» **SELECTED EXTRACT**:
As such, all businesses around Florida have been banned from even thinking of mandating Covid-vaccines from its employees, let alone customers, before servicing them.
The Department of Health in Florida warned state establishments and companies from requiring proof of Covid-19 vaccine from residents and employees.
At the beginning of the year, the Republican-led Florida Legislature passed a bill that banned businesses, governments and educational institutions from requiring vaccine proof from the residents.
The bill was signed into law in early May by Gov. DeSantis, and with that, the state's Department of Health was given leeways to issue fines that do not exceed $5,000.
On August 27, the DOH filed a rule to explain how they will enforce the measure and how the $5,000 fine will be tabled.
The fine will either be per individual and or separate violation, where violators will be issued with a notice that allows them to appeal their fine. And as soon as the fine is finalized, charged parties will have 30 days to pay, and it remains unclear if entities that do not meet this obligation will lose their operating licences or not.
3. Fighting Schools that seeks to mandate masks
Gov. DeSantis' fight with schools on Covid-19 protocols has been in full swing since August when infections surged.
In July, the governor instituted a ban on masks in schools across the state, just before school terms started.
However, some schools took the state to court, challenging this and were lucky with the judge swatting DeSantis' ban on masks. He later appealed this decision and won.
During August, few days after schools had opened, this is what unravelled:
- Thousands of pupils across the state were forced to quarantine following a spike in positive Covid-19 cases.
- Several schools in the state have had to shut down to allow deep cleaning and sanitizing.
- Principals, teachers, and staff had a short time to find ways to help manage and prevent the spread of the Delta variant.
- The majority of the schools have since moved to classes online in an effort to mitigate the damage.
Child cases have increased exponentially after declining in early summer, with nearly 500,000 cases in the past two weeks.
The increase in Covid-19 cases among children across Florida can be attributed to kids' return to school.

» **WORK TASK A**: In the Florida Covid-19 excerpt, condense the paragraph beginning "The fine will either be per individual" into a short bulleted list that keeps its main facts.
» **WORK TASK B**:
Answer these questions from the Florida Covid-19 excerpt, one per line:
(i) Who signed the vaccine-proof bill into law, and when?
(ii) On what date did the Department of Health file its enforcement rule?
(iii) About how many child cases were recorded in the past two weeks?
» **WORK TASK C**: According to the Florida Covid-19 excerpt, why did most schools move their classes online?

» **GIVEN DATA**:
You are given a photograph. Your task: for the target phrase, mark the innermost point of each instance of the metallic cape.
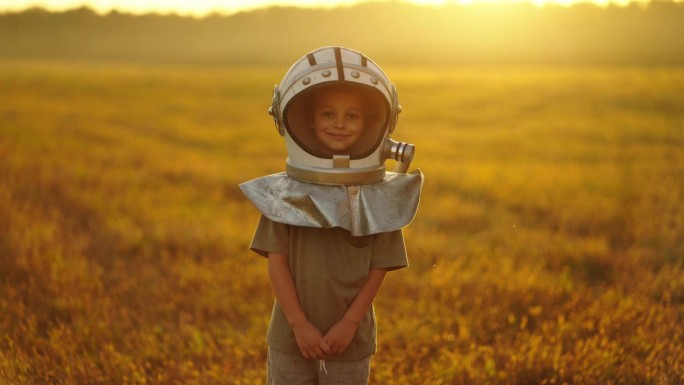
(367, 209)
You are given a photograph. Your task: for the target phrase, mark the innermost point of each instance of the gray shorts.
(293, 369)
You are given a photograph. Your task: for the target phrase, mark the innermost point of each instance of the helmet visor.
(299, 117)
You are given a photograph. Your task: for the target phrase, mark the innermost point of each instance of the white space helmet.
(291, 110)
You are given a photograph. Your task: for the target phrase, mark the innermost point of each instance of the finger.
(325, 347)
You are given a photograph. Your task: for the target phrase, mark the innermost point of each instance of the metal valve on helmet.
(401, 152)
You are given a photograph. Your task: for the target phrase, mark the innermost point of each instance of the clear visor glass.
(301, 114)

* * *

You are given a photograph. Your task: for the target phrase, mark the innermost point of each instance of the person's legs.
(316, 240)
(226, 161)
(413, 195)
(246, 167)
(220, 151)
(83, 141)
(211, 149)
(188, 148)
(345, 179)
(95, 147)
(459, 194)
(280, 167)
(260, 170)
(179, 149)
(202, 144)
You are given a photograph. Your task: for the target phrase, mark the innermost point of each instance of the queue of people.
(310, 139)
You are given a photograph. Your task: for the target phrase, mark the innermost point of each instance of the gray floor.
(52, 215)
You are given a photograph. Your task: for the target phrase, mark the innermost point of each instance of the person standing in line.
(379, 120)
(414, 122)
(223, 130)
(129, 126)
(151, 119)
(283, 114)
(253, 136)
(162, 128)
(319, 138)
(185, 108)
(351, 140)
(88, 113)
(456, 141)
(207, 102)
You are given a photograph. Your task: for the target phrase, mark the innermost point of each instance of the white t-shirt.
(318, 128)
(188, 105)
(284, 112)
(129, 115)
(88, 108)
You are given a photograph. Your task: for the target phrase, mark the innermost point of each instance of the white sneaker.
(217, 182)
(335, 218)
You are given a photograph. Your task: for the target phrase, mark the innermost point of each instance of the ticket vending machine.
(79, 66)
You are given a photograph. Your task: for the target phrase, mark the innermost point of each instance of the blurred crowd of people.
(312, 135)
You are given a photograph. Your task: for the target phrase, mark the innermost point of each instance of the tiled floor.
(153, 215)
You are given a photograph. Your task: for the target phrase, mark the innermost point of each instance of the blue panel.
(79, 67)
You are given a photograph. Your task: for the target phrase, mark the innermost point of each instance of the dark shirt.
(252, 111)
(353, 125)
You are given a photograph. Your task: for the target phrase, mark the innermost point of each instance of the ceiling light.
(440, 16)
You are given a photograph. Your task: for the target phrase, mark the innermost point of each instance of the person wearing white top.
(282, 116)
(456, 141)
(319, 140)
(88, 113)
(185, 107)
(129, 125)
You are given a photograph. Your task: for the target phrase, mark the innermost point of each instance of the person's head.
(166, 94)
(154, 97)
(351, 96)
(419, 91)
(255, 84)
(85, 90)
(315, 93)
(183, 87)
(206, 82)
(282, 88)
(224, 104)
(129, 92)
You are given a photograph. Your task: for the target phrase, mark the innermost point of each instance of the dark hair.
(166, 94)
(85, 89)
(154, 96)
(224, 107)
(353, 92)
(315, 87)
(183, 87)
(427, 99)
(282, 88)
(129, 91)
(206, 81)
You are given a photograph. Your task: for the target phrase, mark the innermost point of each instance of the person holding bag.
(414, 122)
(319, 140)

» **EXERCISE OUTPUT A**:
- Fines may apply per individual and/or per separate violation.
- Violators receive a notice that lets them appeal the fine.
- Once a fine is finalized, the charged party has 30 days to pay.
- It is unclear whether entities that fail to pay will lose their operating licences.

» **EXERCISE OUTPUT B**:
(i) Gov. DeSantis, in early May.
(ii) August 27.
(iii) Nearly 500,000.

» **EXERCISE OUTPUT C**: Most schools moved classes online to mitigate the damage. This followed a spike in positive Covid-19 cases that forced thousands of pupils to quarantine and led several schools to shut down for deep cleaning.